═══ INFORMATION SHOWN

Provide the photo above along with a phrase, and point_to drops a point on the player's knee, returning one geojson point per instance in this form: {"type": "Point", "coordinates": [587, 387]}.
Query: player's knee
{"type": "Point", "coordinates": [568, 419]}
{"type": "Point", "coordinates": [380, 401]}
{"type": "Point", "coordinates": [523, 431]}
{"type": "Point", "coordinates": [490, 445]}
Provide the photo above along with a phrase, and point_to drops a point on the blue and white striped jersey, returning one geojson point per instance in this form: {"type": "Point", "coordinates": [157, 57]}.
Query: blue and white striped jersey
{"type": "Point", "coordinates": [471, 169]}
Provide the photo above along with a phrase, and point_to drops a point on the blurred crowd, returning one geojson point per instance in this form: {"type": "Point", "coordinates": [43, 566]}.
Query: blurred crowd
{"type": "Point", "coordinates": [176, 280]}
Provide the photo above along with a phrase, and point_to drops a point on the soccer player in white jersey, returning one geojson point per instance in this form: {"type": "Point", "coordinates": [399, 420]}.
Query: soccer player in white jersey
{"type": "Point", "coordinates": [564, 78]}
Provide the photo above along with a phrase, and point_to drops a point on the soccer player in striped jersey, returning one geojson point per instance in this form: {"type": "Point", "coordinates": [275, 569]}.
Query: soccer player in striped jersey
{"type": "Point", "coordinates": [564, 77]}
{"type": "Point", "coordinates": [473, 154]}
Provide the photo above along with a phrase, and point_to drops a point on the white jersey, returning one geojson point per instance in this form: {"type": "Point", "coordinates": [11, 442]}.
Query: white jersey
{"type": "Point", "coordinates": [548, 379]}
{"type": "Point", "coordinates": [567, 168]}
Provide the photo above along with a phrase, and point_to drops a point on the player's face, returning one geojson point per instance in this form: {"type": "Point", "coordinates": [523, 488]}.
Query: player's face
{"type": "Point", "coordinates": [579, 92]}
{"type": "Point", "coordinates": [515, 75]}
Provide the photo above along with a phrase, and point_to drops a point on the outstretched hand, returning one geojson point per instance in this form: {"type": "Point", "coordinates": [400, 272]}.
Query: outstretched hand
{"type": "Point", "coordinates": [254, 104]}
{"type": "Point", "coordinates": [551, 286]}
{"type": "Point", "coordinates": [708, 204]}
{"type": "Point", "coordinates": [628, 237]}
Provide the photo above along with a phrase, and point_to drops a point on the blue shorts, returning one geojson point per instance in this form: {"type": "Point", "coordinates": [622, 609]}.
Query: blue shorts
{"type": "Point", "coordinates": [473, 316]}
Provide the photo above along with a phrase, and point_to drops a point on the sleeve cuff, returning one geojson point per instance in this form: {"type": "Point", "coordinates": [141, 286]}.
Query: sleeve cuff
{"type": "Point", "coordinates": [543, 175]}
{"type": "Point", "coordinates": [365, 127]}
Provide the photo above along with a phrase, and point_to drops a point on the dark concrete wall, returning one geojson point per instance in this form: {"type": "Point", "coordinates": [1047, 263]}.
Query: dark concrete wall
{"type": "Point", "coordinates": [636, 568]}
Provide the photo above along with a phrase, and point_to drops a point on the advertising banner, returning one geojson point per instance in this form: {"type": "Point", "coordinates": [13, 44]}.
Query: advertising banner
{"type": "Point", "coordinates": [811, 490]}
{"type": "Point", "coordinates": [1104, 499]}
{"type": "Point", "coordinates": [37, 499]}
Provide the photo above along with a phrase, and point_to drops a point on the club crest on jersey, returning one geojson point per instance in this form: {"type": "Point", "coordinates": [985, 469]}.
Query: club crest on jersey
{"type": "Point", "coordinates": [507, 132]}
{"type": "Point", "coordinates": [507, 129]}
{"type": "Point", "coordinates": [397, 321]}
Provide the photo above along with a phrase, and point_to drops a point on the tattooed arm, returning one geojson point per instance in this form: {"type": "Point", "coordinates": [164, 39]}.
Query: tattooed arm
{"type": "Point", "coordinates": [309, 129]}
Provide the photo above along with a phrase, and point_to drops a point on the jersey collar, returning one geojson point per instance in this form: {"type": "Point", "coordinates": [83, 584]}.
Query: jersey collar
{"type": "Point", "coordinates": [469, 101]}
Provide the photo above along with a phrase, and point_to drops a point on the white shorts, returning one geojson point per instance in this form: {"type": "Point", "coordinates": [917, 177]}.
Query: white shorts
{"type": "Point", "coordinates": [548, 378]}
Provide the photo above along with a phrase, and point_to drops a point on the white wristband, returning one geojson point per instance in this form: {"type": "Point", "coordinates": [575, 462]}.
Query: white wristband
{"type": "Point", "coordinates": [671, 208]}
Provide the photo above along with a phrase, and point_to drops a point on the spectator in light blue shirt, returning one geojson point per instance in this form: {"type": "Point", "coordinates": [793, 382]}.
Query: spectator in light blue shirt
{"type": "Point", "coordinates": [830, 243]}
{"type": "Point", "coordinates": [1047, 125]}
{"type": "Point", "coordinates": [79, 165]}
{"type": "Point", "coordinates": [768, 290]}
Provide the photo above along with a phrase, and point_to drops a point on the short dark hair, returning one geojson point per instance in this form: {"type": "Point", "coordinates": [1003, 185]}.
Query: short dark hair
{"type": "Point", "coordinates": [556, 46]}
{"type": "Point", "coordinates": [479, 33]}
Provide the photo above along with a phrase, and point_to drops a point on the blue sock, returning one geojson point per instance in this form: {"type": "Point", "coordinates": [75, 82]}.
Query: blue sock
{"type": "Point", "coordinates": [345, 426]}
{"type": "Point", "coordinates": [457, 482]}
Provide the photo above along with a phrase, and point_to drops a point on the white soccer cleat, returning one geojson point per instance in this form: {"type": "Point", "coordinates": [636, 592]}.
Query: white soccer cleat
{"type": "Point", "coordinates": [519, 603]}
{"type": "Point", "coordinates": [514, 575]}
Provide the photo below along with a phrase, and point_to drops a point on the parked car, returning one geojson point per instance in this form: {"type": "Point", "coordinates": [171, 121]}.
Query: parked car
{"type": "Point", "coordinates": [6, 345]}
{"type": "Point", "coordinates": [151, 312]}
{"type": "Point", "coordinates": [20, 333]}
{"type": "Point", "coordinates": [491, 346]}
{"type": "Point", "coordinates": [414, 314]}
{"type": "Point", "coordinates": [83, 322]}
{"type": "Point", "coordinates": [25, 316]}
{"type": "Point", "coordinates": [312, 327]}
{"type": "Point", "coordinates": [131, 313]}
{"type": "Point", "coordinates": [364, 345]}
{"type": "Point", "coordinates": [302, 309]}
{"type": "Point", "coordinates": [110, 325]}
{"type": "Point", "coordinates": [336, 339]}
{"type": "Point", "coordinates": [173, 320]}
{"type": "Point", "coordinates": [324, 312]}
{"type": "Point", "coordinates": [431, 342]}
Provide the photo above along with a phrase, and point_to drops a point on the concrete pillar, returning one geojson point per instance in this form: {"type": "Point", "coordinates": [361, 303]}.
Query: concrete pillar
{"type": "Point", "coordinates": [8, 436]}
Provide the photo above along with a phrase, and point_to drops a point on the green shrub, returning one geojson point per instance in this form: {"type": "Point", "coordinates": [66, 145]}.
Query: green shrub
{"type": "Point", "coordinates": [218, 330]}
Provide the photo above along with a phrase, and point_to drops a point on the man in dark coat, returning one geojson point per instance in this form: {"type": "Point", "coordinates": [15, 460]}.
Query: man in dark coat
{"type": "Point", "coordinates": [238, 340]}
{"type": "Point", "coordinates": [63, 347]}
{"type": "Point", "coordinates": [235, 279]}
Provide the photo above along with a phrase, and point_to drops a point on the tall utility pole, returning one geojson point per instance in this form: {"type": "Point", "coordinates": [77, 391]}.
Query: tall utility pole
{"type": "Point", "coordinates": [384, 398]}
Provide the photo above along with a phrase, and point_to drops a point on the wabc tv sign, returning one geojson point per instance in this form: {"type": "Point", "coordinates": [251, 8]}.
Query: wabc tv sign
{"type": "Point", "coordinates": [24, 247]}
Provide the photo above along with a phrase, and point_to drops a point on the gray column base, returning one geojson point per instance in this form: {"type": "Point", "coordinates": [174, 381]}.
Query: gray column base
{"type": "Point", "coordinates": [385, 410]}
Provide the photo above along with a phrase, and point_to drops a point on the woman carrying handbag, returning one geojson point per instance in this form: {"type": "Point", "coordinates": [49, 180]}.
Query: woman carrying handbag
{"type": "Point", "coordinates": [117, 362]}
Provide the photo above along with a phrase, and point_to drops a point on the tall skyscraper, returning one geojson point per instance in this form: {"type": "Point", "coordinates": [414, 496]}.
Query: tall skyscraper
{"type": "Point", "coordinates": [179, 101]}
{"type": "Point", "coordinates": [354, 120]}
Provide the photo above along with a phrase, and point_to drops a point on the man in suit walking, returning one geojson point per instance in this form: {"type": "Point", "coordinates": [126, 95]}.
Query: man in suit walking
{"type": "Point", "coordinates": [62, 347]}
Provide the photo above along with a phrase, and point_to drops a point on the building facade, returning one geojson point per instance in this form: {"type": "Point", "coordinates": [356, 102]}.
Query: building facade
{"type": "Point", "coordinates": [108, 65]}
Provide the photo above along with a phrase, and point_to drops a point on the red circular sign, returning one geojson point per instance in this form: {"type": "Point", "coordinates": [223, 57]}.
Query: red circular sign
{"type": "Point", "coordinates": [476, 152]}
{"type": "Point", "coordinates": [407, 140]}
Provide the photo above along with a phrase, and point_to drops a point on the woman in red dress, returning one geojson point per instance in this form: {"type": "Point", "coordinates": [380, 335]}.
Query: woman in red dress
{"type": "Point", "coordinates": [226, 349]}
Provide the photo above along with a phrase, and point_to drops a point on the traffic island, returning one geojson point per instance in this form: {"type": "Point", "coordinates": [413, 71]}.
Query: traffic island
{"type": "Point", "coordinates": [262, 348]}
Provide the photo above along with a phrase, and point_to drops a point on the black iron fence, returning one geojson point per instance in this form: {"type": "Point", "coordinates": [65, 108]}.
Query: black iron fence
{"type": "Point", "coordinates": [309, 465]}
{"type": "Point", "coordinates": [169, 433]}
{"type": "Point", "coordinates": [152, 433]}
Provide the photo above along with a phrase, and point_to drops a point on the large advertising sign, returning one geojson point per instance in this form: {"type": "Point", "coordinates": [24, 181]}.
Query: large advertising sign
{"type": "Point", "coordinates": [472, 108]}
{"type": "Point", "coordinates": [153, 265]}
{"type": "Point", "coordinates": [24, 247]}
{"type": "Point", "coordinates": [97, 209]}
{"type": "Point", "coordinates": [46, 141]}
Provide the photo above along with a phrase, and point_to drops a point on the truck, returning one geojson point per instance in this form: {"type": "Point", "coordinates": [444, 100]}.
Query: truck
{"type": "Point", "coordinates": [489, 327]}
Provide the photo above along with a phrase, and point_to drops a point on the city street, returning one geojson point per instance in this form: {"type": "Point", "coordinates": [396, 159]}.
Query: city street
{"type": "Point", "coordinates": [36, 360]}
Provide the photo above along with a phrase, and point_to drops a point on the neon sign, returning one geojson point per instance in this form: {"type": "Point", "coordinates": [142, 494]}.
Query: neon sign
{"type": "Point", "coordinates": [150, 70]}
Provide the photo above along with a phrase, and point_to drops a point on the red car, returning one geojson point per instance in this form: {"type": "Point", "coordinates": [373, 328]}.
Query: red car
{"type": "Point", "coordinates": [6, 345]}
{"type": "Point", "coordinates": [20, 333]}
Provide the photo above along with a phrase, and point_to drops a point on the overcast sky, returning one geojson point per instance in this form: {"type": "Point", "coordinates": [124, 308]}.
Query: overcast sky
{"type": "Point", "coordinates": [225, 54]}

══════

■ BRIEF ■
Give again, word for word, every line of the listing above from the one with "on the building" to the one with "the red circular", both inclusive, and nothing beyond them.

■ RESPONSE TO THIS TASK ■
Provide the photo above along with a phrase, and point_to drops a point on the building facade, returning one geojson point per instance in this form: {"type": "Point", "coordinates": [356, 102]}.
Query: building facade
{"type": "Point", "coordinates": [108, 65]}
Provide the photo above along with a phrase, and point_to drops a point on the red circular sign, returning one geojson point per instance in this form: {"type": "Point", "coordinates": [223, 57]}.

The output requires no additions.